§ Texto fornecido:
------------
Udaipur é famosa não apenas pela sua beleza, pela forma como a cidade nos pode proporcionar momentos em que desfrutamos das suas cultura e história mas, também, pela possibilidade de podermos simplesmente andar e apreciar as cenas quotidianas tais como as mulheres a lavarem a roupa, os vendedores a tentarem convencer os turistas a comprar algo, os espaços dedicados a saciar a fome e a sede das várias pessoas que por ali passam, alguns com vista para o lago Pichola, outros apenas para nos perdermos numa boa conversa, passarmos uns bons momentos a ler um livro ou simplesmente estar tranquilos. Como não amar Udaipur quando tanta beleza se desvela aos nossos olhos?
------------
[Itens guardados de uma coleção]
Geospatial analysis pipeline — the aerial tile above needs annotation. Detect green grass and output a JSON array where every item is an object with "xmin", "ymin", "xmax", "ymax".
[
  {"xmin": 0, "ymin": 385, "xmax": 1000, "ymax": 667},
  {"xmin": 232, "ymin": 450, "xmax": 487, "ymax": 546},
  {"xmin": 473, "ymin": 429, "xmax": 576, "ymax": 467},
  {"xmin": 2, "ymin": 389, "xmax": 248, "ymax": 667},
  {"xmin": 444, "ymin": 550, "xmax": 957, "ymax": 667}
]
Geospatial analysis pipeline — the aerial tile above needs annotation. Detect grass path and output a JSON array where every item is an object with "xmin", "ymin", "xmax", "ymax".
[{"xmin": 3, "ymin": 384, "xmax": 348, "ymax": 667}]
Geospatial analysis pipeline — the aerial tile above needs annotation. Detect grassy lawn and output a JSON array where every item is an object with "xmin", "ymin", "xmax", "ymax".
------------
No texto sobre Udaipur, para que lago têm vista alguns dos espaços onde quem passa mata a fome e a sede? Os registos não têm qualquer relação com o texto.

O lago Pichola.